→ EXERCISE DESCRIPTION:
List each line of the rows below that contains the string "burnt", copying every such line in full.

____

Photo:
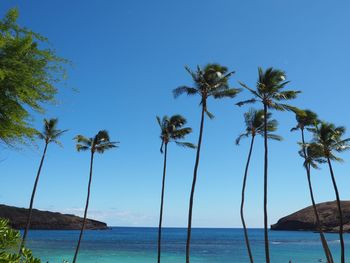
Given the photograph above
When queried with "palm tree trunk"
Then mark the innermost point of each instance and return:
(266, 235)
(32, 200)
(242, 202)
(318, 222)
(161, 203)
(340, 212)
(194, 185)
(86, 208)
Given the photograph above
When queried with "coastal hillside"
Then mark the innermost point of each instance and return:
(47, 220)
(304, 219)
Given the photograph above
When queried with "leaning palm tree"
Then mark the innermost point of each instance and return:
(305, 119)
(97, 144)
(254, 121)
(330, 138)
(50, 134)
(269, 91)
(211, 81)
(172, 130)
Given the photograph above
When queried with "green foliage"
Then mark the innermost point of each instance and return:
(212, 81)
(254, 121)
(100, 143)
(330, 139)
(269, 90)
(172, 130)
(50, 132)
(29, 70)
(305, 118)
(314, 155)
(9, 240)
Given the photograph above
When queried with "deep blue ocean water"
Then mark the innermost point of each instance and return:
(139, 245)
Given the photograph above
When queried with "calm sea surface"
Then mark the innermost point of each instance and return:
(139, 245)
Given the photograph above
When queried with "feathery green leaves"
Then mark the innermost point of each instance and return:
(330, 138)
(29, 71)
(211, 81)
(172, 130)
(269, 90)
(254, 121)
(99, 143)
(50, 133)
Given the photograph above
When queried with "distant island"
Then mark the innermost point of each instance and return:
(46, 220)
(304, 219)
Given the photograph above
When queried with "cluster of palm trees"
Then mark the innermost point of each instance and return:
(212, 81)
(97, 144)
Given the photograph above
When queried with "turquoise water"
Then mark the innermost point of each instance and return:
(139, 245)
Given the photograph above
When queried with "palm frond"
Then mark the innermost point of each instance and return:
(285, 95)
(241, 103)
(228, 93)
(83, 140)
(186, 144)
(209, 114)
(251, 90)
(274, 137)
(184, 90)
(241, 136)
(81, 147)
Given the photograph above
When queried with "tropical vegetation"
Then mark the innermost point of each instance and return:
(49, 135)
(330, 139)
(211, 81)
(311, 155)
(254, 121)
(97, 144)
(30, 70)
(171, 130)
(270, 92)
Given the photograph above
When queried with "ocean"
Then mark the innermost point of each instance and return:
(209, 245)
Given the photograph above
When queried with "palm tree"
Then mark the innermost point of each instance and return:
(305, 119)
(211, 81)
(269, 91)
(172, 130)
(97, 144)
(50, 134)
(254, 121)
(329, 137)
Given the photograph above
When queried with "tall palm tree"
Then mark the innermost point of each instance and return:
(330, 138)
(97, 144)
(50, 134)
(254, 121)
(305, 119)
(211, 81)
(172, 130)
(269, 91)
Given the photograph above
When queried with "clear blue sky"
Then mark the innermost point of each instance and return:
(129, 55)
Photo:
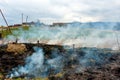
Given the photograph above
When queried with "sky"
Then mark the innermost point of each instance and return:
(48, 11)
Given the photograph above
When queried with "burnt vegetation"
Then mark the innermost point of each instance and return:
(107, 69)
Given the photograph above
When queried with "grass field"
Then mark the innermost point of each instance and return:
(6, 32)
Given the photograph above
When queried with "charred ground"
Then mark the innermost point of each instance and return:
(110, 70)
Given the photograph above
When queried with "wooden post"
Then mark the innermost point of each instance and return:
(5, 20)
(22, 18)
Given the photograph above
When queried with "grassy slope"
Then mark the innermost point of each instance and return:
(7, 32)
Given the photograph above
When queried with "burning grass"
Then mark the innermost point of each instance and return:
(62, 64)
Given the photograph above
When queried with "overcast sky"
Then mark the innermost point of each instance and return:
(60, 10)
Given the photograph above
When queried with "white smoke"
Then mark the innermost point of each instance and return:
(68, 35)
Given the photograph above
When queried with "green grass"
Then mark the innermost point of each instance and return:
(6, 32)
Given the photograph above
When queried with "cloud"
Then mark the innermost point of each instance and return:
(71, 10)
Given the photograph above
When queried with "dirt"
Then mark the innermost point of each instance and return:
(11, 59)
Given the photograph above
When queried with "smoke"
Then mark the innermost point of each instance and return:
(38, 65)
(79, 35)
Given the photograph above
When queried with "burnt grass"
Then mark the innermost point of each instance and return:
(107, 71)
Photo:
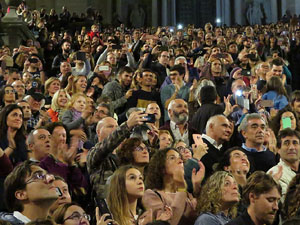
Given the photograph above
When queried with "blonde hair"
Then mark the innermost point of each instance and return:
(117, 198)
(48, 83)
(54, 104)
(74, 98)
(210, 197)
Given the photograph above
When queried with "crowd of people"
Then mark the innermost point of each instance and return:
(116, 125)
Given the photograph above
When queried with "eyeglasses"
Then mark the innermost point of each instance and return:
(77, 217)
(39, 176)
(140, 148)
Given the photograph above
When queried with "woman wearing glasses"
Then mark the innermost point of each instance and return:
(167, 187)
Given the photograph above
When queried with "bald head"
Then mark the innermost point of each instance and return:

____

→ TASK OUTPUT:
When queried with "burnt vegetation"
When queried with "burnt grass"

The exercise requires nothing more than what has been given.